Dataset entries:
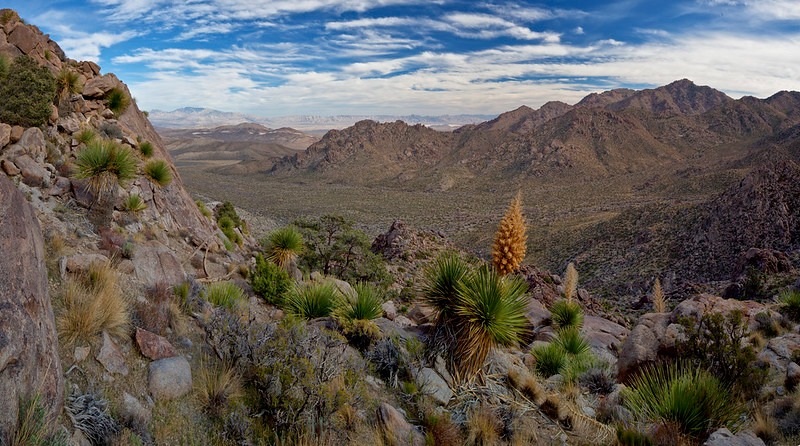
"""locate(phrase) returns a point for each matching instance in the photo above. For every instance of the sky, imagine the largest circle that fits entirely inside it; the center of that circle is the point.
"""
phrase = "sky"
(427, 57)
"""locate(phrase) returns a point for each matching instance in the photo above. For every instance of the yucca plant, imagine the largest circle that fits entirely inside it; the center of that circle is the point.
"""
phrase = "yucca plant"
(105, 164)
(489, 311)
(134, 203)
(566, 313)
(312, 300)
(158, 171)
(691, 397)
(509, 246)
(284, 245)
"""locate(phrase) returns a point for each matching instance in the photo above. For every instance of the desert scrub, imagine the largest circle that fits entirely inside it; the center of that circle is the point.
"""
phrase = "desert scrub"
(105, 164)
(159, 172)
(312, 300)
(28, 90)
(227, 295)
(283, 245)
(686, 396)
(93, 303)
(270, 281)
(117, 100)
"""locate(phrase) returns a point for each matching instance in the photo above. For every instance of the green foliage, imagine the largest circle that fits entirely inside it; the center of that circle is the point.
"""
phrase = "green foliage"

◆ **Action item**:
Each record above must be retyped exactly, minus its pictures.

◆ **Answer to this task**:
"""locate(phrase) returns a point for each matching instance in the photo above. For every instance of the sky, imagine the largest circle that fits entirely inside it; the center of that circle is the point.
"""
phrase = "sky"
(427, 57)
"""locate(phrase) returns a point for each matching instance in the photo above. For every instance of the yucca plant, imagine the largest circle that fits entirely inside it; the center of that circle is the point.
"""
phrase = "yucca plant"
(105, 164)
(489, 311)
(134, 203)
(566, 313)
(312, 300)
(158, 171)
(691, 397)
(509, 246)
(284, 245)
"""locate(phrase) returns a point for each matching instance in the photo above. For every instance of the desert scrub, imagine the largest circle that fits entirely inside it; the center of that circle is the point.
"""
phrase = "desert scrub"
(105, 164)
(159, 172)
(312, 300)
(28, 90)
(227, 295)
(283, 245)
(686, 396)
(93, 303)
(270, 281)
(117, 100)
"""locate(phrase) returns a point for each matching instance in the photo above. For every instance of the green foliage, imagine the largest circle that fits entirely inside it; the center of that circle is the point.
"""
phrase = "green foliage"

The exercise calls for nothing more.